• **Brano fornito**:
Questo trattato deve essere quindi approvato dalla Commissione europea, dal Consiglio europeo e dal Parlamento europeo prima di essere firmato e ratificato da tutti gli Stati membri dell’Ue e dal Paese candidato.
Come si vede, si tratta di un processo lungo e accidentato. Non è un caso che attualmente ci siano molti Stati candidati e ‘sospesi’ da anni: Turchia (dal 1999), Macedonia del Nord (2004), Montenegro (dal 2010), Serbia (dal 2012) e Albania (dal 2014). Anche Ucraina, Moldavia, Bosnia ed Erzegovina (dal 2022). Anche la Georgia ha fatto domanda, nel 2023, ma in questo caso la Commissione non ha dato parere favorevole.
Problemi legati all’entrata nella Ue dell’Ucraina
L’invasione russa dell’ucraina e il conseguente scoppio della guerra alle porte dell’Unione ha sicuramente accelerato la volontà del Paese slavo di aderire ‘al club’ e il relativo processo. Ma nonostante l’onda emotiva portata con sé dal conflitto, ci sono molti punti da considerare.

• **Estratto dei dati**:
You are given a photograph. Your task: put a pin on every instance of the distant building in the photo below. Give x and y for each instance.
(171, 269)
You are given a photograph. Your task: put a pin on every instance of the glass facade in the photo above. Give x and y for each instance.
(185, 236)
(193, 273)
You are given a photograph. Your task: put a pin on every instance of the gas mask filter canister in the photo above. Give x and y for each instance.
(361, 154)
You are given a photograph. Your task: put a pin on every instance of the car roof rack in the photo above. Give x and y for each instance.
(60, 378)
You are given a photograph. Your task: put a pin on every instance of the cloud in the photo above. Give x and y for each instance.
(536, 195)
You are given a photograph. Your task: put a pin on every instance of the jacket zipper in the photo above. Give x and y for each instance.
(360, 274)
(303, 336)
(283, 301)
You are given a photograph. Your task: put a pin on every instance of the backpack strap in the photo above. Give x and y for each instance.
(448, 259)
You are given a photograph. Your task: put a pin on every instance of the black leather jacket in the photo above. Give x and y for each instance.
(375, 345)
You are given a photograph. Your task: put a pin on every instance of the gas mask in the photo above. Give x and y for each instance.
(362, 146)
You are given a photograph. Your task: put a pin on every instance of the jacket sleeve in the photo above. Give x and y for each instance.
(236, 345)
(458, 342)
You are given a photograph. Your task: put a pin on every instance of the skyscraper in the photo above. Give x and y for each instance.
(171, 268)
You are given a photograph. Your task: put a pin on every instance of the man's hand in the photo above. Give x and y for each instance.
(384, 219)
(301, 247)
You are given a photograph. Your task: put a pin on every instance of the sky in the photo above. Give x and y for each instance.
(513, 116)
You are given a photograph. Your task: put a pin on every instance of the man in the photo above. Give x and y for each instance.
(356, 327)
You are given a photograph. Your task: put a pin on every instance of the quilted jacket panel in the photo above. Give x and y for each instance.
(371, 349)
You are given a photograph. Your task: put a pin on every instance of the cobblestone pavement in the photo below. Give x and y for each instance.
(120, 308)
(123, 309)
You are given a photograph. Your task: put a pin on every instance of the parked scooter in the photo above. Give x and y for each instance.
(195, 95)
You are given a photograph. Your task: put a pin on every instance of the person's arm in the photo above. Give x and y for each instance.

• **Esercizio assegnato 1**: Secondo il brano sull'adesione all'Ue, quali organi dell'Unione devono approvare il trattato prima che venga firmato e ratificato? Elencali tutti.
• **Esercizio assegnato 2**: Traduci in inglese questa frase del brano sull'adesione all'Ue: "Come si vede, si tratta di un processo lungo e accidentato."
• **Esercizio assegnato 3**: Riprendi il brano sull'adesione all'Ue da dove si interrompe.

• **Risultato 1**:
Commissione europea
Consiglio europeo
Parlamento europeo

• **Risultato 2**: As you can see, it is a long and bumpy process.

• **Risultato 3**:
Sicurezza
Il primo è proprio la guerra, il cui esito appare ancora incerto e con esso il futuro assetto dell’area. Quello che è sicuro è che in ogni caso rimarrebbe un contenzioso territoriale tra i due Paesi, che peraltro condividono migliaia di km di confine. Il che significa che, se l’Ucraina diventasse un membro dell’Unione, anche gli altri Stati diventerebbero ‘parte in causa’ di tale contenzioso, con tutti i pericoli annessi e connessi, visto che la Russia ha già dato e continua a dare prova di essere pronta all’uso della forza.
Anche nel momento in cui ci fosse un armistizio, se Mosca dovesse poi riaccendere le ostilità (cosa già avvenuta dal 2014 a oggi), gli Stati dell’Ue sarebbero obbligati a intervenire ai sensi delle clausole di solidarietà e mutua assistenza dei Trattati europei. Per essere chiari, l’Europa si troverebbe in una situazione di vera e propria guerra sul campo, non più solo commerciale o politica. E se non intervenisse in difesa dell’Ucraina, si aprirebbe comunque una grave falla di coerenza e stabilità all’interno delle sue istituzioni.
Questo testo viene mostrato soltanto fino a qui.